_CONSIGNE 1:_
D'après l'article sur le procès de Rosina Livolsi, combien de candidats malheureux ont porté plainte ?

Au tribunal, une fonctionnaire municipale dans la spirale de la corruption ordinaire
Durant plus d'une semaine, le tribunal correctionnel de Marseille a jugé Rosina Livolsi ainsi que 13 intermédiaires pour une "escroquerie en bande organisée", fondée sur la promesse d'obtenir un logement social contre rémunération. Récit d'un "système" qui a sévi pendant plusieurs années à la mairie des 2/3.
La salle d'audience de la caserne du Muy, à Marseille. (Photo : CMB)
Rosina Livolsi, 52 ans, fonctionnaire titulaire depuis 1998, n’a jamais passé un jour en prison. Mais lors de son procès, le ministère public a requis pas moins de cinq ans ferme à son encontre. Une première, dans une affaire de corruption de ce niveau. L’employée de la mairie des 2e et 3e arrondissements a été entendue par la 6e chambre bis du tribunal correctionnel de Marseille, entre le 19 et le 27 février, pour des faits de corruption passive, trafic d’influence passif, escroquerie en bande organisée, faux et contrefaçon de chèques entre 2016 et 2019. L’escroquerie en question : faire miroiter à des familles précaires l’obtention d’un logement social en échange d’une somme d’argent. Certaines fois avec succès, d’autres non. Quarante candidats malheureux ont porté plainte.
Chevelure noire et vêtements noirs, Rosina Livolsi est contrainte de reconnaitre les faits, souvent en les minimisant. Son compagnon est dans le public, son fils et sa belle-fille sont sur le banc des prévenus à ses côtés. En tout, 13 intermédiaires sont jugés. L’enquête commence en 2018 après plusieurs signalements, contraignant la direction des ressources humaines de la Ville a écrire à Michèle Azoulay, la directrice de cabinet de la mairie des 2/3 : “il m’a été rapporté que Rosina Livolsi a demandé 1000 euros contre un logement social”, lit-on. Dans la foulée, Michèle Azoulay et la maire de secteur (DVG) Lisette Narducci écrivent au procureur de la République.

_DONNÉES FOURNIES:_
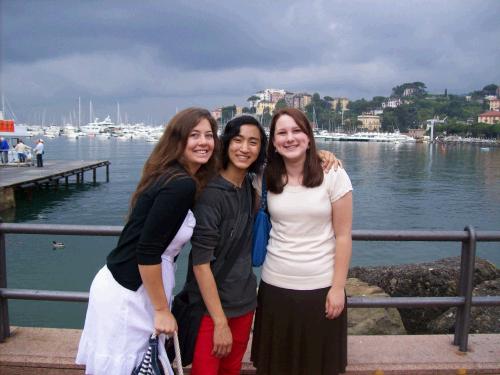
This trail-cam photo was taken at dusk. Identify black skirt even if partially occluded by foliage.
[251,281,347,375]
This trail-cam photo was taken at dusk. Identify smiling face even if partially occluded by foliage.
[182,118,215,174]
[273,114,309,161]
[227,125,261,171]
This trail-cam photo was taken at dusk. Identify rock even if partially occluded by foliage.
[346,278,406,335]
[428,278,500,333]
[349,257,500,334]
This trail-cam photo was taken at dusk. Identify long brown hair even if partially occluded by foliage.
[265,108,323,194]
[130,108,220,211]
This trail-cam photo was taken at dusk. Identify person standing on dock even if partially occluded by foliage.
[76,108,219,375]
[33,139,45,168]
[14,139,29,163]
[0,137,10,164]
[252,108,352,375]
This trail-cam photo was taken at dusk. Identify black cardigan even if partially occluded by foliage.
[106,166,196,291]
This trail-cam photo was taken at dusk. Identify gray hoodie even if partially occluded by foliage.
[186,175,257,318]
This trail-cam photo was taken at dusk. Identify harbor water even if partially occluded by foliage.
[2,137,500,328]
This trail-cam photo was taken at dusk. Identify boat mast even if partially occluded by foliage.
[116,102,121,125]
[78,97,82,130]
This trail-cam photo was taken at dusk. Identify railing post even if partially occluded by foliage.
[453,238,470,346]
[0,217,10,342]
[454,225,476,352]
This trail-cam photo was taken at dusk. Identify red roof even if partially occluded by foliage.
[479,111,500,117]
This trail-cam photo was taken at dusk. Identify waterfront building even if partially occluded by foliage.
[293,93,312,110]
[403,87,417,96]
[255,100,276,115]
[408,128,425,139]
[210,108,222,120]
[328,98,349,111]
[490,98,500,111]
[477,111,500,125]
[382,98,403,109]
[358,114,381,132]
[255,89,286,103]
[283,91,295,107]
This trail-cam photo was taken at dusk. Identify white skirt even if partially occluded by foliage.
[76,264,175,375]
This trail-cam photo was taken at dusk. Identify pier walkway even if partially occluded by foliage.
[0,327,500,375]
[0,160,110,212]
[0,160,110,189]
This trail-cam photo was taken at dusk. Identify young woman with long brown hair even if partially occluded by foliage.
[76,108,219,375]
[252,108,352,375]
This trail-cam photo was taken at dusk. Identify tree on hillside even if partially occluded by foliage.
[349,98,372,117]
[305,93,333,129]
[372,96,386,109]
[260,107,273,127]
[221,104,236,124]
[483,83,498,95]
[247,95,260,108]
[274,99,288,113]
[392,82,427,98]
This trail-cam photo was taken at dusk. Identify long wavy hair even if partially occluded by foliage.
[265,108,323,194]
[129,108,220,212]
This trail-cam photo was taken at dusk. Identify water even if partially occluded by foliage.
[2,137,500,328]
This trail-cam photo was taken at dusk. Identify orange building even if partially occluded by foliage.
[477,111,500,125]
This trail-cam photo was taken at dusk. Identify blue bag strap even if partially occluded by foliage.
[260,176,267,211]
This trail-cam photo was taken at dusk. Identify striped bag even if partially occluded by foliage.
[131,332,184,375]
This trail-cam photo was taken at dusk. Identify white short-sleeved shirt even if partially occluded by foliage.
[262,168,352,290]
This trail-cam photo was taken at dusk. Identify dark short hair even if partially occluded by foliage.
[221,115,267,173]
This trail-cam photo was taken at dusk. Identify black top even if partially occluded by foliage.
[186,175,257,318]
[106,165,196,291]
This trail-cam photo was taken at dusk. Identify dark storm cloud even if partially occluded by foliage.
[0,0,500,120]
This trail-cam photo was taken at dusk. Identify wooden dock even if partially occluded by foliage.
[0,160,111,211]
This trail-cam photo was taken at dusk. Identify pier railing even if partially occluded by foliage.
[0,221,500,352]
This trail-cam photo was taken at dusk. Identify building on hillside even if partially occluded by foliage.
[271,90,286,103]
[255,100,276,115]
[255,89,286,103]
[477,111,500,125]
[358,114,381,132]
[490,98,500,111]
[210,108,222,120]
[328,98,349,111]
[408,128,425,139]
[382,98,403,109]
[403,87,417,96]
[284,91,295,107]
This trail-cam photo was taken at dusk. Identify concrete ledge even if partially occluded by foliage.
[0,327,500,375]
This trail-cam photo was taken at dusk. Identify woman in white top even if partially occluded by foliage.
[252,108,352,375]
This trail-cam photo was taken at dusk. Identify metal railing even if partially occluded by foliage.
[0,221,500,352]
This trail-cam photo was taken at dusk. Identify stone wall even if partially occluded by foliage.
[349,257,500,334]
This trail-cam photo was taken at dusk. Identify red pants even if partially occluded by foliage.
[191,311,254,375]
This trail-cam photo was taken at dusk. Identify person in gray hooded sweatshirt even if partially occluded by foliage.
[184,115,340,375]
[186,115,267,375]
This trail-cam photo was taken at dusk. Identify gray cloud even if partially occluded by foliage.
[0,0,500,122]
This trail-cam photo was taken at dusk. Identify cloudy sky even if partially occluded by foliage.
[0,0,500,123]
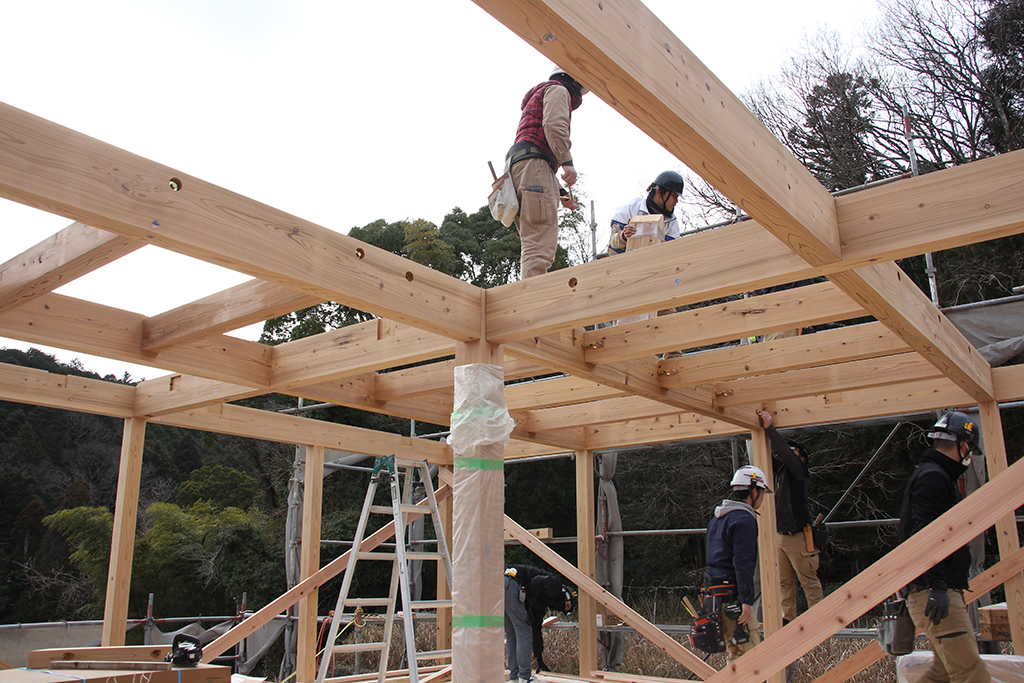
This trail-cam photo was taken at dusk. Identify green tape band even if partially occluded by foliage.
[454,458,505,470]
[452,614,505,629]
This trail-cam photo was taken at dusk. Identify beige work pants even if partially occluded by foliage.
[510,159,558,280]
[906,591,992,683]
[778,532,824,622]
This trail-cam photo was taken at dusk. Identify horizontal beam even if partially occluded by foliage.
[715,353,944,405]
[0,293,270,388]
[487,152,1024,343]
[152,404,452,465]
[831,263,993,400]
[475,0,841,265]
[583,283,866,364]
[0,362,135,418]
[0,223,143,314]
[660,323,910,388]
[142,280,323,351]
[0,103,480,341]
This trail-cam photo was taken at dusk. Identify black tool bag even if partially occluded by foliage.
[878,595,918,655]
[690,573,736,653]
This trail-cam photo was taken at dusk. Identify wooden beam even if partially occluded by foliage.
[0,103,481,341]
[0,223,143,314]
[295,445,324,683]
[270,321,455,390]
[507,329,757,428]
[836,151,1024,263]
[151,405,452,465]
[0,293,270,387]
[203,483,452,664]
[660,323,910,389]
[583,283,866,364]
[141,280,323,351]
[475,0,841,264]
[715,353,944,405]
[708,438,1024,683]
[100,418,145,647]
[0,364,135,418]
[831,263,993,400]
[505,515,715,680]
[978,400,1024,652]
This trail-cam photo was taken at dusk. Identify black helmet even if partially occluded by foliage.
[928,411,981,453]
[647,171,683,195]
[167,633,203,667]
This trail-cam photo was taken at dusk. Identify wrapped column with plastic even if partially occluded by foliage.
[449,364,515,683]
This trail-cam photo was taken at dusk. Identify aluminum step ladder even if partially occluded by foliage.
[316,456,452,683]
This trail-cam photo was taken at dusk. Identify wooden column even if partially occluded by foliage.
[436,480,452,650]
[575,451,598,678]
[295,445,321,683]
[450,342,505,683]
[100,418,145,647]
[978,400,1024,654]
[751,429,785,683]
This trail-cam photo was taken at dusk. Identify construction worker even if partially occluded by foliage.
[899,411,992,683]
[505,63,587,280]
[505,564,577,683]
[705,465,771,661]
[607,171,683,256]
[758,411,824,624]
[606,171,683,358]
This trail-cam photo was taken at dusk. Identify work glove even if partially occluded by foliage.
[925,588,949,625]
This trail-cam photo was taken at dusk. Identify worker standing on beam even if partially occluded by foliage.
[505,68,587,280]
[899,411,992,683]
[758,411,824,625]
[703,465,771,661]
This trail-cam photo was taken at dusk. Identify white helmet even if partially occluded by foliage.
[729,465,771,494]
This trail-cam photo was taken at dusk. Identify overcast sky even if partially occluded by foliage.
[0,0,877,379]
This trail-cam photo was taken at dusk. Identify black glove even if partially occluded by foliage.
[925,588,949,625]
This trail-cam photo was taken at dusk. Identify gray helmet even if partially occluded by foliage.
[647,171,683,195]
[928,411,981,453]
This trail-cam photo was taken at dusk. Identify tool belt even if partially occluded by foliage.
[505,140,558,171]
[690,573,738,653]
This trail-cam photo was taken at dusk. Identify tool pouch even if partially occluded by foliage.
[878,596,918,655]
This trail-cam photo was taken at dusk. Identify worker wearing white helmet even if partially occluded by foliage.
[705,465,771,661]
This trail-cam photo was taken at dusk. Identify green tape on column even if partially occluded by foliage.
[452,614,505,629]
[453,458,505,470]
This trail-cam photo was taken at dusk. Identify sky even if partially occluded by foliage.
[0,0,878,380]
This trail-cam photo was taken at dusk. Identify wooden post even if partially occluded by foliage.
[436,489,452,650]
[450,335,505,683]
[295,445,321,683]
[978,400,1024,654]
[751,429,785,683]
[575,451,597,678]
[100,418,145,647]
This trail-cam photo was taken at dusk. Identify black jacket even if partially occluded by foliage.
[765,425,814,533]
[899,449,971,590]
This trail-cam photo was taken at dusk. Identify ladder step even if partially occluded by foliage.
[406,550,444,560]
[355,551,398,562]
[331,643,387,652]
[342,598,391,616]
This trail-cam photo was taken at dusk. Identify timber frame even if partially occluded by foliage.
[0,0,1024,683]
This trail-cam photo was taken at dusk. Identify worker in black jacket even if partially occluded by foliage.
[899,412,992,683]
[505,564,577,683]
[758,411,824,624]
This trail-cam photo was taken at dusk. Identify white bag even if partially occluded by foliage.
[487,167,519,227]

---

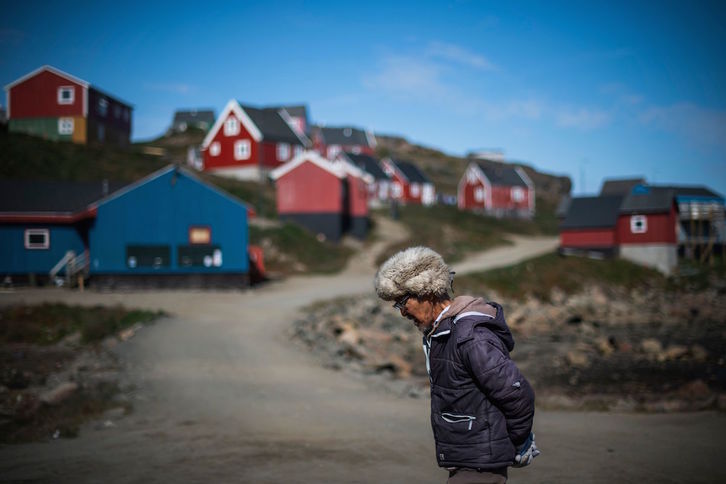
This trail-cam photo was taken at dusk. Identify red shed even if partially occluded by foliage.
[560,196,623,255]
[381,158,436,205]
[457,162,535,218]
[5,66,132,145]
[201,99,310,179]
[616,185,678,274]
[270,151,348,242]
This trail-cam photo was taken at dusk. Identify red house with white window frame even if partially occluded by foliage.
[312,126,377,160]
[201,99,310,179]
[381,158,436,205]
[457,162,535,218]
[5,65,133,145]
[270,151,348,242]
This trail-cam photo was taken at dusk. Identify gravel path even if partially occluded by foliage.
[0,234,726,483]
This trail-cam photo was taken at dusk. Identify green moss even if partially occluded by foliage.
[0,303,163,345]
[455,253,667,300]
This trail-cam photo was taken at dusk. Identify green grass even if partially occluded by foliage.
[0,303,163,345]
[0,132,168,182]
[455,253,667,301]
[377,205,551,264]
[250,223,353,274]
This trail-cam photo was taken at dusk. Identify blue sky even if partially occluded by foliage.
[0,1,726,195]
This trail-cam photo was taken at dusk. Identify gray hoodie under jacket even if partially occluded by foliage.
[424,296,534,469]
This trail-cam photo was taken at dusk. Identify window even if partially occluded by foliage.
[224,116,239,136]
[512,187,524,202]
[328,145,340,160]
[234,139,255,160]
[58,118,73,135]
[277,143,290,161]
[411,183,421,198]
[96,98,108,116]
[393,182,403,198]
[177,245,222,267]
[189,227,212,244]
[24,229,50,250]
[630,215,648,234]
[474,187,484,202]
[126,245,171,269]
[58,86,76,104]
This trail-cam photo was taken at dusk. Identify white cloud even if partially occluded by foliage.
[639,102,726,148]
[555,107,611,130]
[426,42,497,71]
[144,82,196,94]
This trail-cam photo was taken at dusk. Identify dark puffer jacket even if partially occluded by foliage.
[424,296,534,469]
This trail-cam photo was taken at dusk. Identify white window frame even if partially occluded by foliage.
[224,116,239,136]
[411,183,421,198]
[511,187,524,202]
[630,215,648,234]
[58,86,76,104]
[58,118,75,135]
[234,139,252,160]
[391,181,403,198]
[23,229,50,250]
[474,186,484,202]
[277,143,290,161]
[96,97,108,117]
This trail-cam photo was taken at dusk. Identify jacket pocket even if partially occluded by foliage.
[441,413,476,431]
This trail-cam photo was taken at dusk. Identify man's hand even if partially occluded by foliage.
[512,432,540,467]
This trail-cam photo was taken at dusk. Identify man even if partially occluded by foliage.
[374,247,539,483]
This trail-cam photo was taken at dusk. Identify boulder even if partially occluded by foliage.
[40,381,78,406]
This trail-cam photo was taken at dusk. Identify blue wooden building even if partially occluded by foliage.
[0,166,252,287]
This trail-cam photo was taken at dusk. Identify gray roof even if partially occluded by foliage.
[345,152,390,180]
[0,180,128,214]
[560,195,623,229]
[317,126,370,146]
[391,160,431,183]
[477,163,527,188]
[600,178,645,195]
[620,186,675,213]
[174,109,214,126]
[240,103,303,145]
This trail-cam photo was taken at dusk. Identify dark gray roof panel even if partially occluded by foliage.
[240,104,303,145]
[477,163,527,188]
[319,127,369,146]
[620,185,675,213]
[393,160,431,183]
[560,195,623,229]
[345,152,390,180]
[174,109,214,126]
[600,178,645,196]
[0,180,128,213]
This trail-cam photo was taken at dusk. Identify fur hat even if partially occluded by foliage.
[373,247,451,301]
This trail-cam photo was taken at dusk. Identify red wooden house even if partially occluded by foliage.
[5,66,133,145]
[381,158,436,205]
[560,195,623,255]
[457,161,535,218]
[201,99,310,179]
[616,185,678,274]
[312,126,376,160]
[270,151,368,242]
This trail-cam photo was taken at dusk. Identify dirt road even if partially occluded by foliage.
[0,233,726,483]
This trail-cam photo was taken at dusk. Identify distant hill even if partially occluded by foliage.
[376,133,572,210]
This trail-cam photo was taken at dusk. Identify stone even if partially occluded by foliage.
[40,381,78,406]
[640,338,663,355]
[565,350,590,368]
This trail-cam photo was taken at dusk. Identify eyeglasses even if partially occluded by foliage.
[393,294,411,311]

---

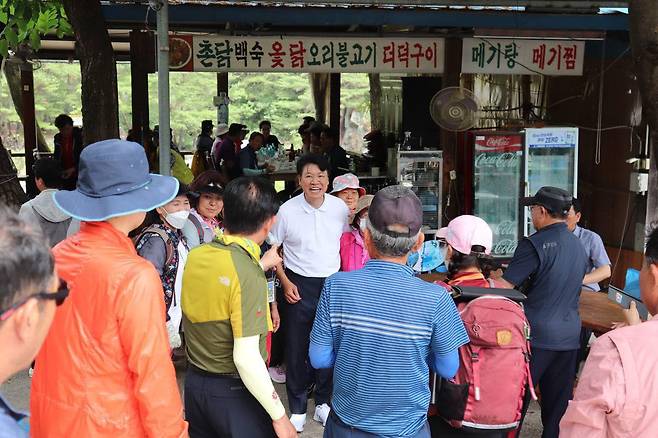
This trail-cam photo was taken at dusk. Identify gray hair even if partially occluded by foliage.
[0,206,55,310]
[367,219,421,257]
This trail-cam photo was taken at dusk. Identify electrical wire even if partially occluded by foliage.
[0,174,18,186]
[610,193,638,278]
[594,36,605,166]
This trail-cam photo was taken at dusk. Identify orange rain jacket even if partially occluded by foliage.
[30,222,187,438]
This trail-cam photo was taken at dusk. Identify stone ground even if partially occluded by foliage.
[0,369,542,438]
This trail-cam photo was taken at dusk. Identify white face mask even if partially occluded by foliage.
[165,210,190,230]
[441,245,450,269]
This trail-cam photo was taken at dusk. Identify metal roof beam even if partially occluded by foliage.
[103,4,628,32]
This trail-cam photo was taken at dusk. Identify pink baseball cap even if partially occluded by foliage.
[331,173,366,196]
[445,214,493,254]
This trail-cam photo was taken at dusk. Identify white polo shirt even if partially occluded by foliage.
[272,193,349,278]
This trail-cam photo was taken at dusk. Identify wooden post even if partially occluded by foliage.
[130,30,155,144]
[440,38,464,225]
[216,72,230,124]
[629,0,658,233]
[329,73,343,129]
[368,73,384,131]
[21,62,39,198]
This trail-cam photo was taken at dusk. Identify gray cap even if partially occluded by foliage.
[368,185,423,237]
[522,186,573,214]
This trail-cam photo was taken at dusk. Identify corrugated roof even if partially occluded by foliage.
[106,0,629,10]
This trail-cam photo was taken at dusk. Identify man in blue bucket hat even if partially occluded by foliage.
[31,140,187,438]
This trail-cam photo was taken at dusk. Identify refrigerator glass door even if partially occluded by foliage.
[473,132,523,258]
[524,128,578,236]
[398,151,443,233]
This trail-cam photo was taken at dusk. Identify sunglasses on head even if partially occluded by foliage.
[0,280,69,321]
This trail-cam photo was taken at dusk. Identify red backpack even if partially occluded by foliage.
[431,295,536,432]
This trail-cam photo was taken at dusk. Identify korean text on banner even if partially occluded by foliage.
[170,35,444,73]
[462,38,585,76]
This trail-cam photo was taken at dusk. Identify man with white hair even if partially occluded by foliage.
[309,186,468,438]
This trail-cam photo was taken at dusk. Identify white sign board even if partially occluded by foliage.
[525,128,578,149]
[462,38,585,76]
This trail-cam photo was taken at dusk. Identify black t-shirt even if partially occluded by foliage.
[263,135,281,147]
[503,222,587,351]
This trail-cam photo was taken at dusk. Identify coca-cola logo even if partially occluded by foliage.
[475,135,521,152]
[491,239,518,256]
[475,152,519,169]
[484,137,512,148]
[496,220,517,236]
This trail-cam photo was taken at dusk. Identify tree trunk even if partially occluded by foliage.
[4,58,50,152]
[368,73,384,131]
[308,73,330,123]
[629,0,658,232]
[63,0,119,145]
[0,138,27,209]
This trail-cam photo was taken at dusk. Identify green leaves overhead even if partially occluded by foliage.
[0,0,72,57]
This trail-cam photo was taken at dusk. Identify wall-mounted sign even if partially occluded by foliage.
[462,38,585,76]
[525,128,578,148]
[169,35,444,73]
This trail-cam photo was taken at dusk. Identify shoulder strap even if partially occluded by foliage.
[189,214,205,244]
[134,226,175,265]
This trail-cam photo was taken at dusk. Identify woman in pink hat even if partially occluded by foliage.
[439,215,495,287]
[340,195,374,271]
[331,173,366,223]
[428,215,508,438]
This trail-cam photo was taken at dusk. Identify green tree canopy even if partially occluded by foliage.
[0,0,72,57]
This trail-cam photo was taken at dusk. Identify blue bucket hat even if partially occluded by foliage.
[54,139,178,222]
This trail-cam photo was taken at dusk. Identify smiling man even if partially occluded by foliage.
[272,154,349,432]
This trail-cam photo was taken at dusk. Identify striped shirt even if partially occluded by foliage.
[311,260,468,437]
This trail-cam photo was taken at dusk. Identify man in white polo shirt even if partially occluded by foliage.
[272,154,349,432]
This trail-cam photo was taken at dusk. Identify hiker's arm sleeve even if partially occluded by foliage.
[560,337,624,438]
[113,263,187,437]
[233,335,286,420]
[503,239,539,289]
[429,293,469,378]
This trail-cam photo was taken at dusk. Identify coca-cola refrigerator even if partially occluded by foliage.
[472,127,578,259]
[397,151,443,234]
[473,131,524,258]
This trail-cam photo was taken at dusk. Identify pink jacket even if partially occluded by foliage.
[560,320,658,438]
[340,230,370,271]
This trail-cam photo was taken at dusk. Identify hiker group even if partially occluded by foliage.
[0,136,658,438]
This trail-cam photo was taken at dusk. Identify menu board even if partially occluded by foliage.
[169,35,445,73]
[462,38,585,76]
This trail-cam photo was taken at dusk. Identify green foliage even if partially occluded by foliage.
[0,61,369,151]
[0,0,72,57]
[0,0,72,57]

_CONSIGNE 2:_
Remplacez « black glove » par « leather glove » dans le passage des enregistrements qui commence à la ligne contenant « This trail-cam photo was taken at dusk. Identify overcast » et se termine à la ligne contenant « [878,596,918,655] », puis réécrivez ces lignes sans autre modification.

_SOLUTION RÉDIGÉE 1:_
Quarante.

_SOLUTION RÉDIGÉE 2:_
This trail-cam photo was taken at dusk. Identify overcast sky even if partially occluded by foliage.
[0,0,877,379]
This trail-cam photo was taken at dusk. Identify leather glove even if partially occluded by foliage.
[925,588,949,625]
This trail-cam photo was taken at dusk. Identify gray helmet even if partially occluded by foliage.
[647,171,683,195]
[928,411,981,453]
This trail-cam photo was taken at dusk. Identify tool belt even if partially occluded by foliage.
[505,140,558,171]
[690,573,738,653]
This trail-cam photo was taken at dusk. Identify tool pouch even if partially occluded by foliage.
[878,596,918,655]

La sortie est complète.